> _TASK GOAL_
Find every line in the rows below that contains the word "bridge" and copy each one in full, treating uppercase and lowercase as different.

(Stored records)
[Start]
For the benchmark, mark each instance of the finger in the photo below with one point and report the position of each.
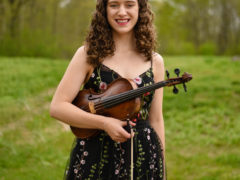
(132, 123)
(125, 134)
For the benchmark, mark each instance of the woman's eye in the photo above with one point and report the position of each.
(130, 5)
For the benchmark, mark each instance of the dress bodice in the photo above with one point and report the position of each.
(102, 76)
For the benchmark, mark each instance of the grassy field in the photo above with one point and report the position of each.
(202, 126)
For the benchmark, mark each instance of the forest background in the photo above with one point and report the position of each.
(209, 27)
(39, 37)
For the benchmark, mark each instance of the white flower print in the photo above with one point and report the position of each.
(148, 137)
(85, 153)
(103, 86)
(83, 161)
(116, 171)
(82, 143)
(138, 80)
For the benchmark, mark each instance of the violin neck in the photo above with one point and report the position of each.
(125, 96)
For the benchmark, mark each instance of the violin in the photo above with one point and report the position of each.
(120, 100)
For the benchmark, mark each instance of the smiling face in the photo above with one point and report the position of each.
(122, 15)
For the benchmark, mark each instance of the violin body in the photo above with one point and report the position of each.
(87, 100)
(120, 100)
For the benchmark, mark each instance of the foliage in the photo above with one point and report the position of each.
(55, 28)
(202, 126)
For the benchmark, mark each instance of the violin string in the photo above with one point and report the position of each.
(113, 100)
(124, 96)
(116, 98)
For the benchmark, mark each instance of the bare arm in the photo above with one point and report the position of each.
(156, 115)
(62, 109)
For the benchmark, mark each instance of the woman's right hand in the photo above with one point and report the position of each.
(114, 128)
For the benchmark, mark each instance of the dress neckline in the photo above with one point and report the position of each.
(140, 75)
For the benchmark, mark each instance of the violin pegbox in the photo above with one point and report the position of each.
(179, 80)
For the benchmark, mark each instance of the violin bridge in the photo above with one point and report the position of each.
(91, 107)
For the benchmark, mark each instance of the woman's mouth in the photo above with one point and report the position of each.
(122, 22)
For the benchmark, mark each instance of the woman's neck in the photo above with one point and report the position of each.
(124, 42)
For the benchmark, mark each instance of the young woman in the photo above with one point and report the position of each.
(120, 43)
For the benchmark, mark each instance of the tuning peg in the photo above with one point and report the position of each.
(185, 87)
(177, 71)
(167, 73)
(175, 90)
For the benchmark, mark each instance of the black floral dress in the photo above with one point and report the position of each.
(101, 158)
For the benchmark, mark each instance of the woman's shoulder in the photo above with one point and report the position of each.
(157, 59)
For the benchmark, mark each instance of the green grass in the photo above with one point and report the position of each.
(202, 126)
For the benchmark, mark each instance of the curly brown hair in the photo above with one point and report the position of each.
(100, 43)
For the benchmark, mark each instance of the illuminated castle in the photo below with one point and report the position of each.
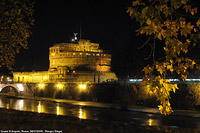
(70, 62)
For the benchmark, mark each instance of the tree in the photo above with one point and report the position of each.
(15, 24)
(172, 24)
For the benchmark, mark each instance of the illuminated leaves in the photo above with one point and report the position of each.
(166, 21)
(15, 24)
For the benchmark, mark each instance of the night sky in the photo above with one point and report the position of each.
(102, 21)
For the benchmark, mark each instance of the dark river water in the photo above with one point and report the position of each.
(99, 113)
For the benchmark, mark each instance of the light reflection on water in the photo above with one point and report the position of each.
(97, 114)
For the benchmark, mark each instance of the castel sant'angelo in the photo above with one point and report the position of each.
(73, 62)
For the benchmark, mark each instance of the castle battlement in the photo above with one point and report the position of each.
(69, 62)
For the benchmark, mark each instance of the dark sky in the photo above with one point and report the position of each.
(102, 21)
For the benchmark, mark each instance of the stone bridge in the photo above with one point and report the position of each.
(17, 89)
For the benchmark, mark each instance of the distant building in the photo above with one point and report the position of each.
(69, 62)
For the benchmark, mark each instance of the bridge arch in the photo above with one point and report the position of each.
(14, 87)
(10, 90)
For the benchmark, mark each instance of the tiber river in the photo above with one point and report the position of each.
(99, 113)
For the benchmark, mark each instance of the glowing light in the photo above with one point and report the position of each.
(7, 106)
(45, 77)
(150, 122)
(39, 107)
(21, 104)
(20, 87)
(82, 86)
(57, 110)
(59, 86)
(80, 114)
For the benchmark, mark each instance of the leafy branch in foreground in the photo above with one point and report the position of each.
(15, 24)
(173, 25)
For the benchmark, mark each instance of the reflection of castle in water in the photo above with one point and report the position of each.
(69, 62)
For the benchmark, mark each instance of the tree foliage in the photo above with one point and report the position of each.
(15, 24)
(174, 25)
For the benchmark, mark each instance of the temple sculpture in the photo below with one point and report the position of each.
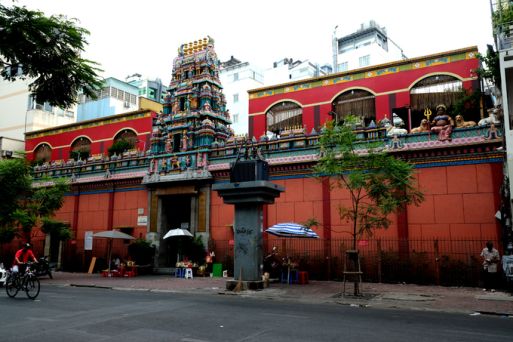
(194, 116)
(442, 124)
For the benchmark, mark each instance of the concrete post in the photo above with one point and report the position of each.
(248, 198)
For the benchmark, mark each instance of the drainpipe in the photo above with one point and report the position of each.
(335, 49)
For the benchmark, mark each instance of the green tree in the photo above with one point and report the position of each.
(48, 50)
(23, 206)
(378, 183)
(492, 71)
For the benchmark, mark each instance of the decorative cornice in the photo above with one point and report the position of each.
(140, 114)
(368, 72)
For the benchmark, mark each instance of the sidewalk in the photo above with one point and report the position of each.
(404, 296)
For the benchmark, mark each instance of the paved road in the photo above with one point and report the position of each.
(94, 314)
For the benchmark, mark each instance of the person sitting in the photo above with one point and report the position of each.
(461, 123)
(21, 258)
(493, 133)
(424, 127)
(442, 124)
(491, 259)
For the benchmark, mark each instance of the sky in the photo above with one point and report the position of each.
(134, 36)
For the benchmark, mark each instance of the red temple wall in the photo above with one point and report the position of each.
(61, 140)
(460, 204)
(397, 83)
(221, 218)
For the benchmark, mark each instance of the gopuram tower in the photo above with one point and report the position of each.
(195, 117)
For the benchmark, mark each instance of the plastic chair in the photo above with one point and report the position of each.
(302, 278)
(188, 273)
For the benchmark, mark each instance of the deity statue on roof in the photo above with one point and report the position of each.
(442, 124)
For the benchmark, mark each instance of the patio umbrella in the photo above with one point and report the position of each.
(290, 229)
(112, 234)
(175, 233)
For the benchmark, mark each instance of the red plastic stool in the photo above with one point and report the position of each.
(302, 278)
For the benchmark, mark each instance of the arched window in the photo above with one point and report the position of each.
(127, 135)
(80, 149)
(356, 102)
(434, 90)
(448, 90)
(284, 115)
(43, 153)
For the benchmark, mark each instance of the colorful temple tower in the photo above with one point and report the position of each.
(195, 115)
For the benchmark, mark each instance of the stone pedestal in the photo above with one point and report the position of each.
(248, 198)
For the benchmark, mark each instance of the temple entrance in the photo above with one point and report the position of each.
(175, 213)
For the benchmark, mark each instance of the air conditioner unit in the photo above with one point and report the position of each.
(7, 154)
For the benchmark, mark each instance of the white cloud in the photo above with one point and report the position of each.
(143, 36)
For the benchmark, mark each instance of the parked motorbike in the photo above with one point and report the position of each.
(3, 274)
(42, 268)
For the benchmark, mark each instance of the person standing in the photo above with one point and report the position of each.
(22, 256)
(491, 260)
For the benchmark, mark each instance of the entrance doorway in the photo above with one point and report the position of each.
(176, 213)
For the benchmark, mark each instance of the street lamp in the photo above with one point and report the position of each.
(335, 49)
(144, 144)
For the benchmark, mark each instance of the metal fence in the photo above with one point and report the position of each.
(442, 262)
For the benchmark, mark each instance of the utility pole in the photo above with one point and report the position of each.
(335, 49)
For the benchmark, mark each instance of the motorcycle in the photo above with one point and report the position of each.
(3, 274)
(42, 268)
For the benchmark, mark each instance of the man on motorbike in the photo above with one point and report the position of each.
(22, 257)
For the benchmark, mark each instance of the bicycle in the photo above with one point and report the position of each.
(27, 282)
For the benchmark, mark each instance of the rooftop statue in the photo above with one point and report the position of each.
(442, 124)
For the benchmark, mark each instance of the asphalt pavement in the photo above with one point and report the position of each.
(473, 301)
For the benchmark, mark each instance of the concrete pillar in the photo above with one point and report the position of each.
(248, 198)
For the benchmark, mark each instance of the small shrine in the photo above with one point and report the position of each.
(194, 116)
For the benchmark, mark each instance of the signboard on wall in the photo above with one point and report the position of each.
(142, 220)
(88, 241)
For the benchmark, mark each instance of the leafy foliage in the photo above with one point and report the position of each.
(48, 50)
(466, 102)
(57, 229)
(502, 17)
(24, 207)
(79, 155)
(492, 71)
(378, 183)
(14, 187)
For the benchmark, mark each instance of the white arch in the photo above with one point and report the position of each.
(125, 129)
(434, 74)
(352, 88)
(280, 101)
(42, 143)
(80, 137)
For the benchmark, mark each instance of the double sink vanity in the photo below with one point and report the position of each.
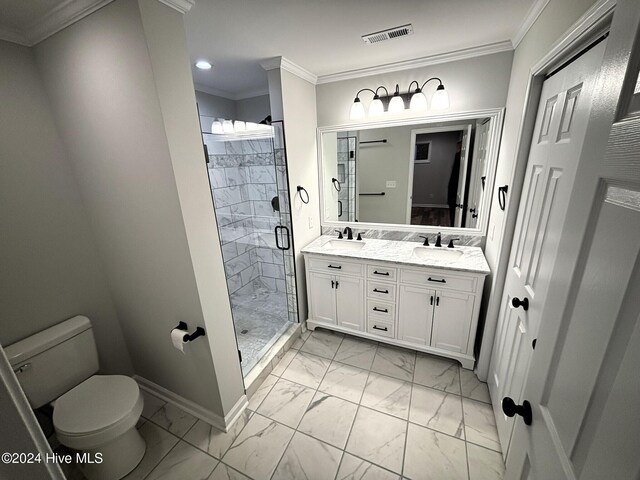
[End]
> _FULL SOLUTION_
For the benchmark, mark each instance of the violin bridge in the photo above with one point and report the position of each.
For the benchmark, mark each instance of the stone bridge in the photo above with one point and report the position of each.
For the benchmark, mark each instance of the bridge arch in the photo above with one point and report the position of each.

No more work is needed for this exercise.